Look through the material below and give the number of lines where the string "blue" appears, without any other words.

» LISTED RECORDS:
*** Block opens ***

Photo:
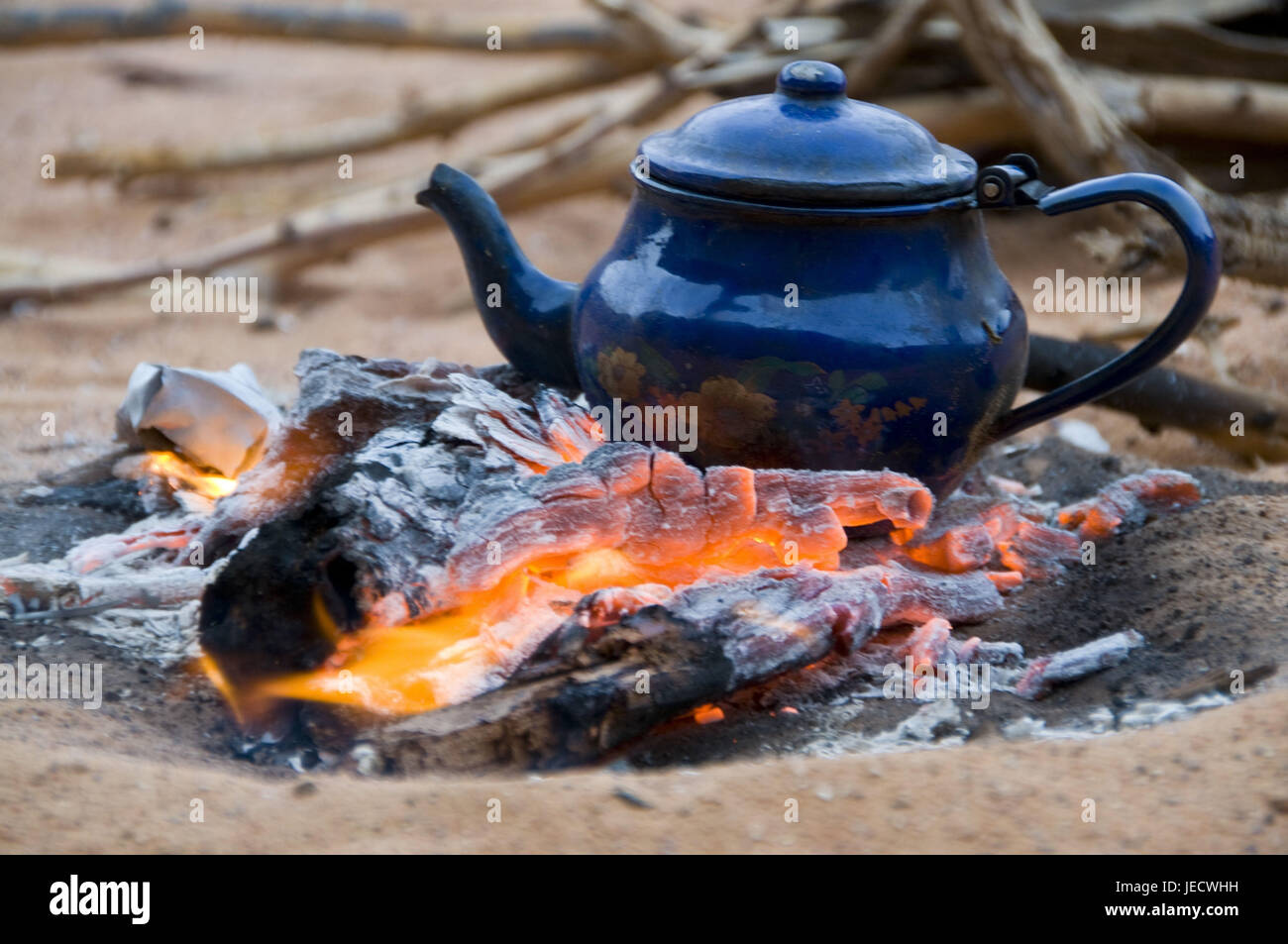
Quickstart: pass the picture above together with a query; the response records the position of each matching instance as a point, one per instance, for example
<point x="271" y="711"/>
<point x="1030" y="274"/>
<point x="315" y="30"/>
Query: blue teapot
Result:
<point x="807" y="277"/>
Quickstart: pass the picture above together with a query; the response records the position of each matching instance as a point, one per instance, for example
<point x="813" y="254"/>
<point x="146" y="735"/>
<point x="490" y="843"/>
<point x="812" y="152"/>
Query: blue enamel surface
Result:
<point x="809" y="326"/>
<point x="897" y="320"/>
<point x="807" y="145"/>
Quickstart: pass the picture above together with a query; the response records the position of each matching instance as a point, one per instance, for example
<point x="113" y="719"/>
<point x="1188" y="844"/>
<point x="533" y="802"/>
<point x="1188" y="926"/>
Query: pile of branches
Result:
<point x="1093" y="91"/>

*** Block closes ***
*** Block opens ***

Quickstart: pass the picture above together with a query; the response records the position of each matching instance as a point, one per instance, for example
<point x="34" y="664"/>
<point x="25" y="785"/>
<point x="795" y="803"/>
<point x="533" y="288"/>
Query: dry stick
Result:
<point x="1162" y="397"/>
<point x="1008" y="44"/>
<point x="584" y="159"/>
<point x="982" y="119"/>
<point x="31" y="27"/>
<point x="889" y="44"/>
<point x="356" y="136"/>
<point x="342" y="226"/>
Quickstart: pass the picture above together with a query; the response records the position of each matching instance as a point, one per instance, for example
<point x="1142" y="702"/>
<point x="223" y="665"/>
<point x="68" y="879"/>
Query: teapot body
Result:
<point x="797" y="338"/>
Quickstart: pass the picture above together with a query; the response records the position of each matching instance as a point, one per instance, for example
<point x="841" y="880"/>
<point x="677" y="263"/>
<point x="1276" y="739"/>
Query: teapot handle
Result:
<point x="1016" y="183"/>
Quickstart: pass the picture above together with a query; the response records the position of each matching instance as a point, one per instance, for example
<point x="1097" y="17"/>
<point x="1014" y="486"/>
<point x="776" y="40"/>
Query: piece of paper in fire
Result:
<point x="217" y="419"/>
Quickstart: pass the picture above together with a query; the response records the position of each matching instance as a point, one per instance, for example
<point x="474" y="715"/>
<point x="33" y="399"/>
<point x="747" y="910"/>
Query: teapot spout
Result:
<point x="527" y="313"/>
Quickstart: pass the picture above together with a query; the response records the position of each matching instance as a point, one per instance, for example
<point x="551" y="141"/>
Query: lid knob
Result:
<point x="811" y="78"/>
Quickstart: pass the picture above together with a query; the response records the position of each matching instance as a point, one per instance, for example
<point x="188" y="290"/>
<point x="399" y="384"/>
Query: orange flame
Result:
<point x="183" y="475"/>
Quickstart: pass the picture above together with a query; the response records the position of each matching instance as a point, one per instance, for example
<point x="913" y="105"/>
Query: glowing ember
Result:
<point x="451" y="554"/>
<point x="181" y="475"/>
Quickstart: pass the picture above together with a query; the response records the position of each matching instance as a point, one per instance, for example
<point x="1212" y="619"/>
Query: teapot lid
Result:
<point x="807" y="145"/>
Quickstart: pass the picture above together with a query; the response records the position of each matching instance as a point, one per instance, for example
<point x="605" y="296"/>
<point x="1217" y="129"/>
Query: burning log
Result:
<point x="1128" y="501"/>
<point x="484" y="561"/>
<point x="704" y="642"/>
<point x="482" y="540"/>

*** Block closes ***

» YOUR SOLUTION: 2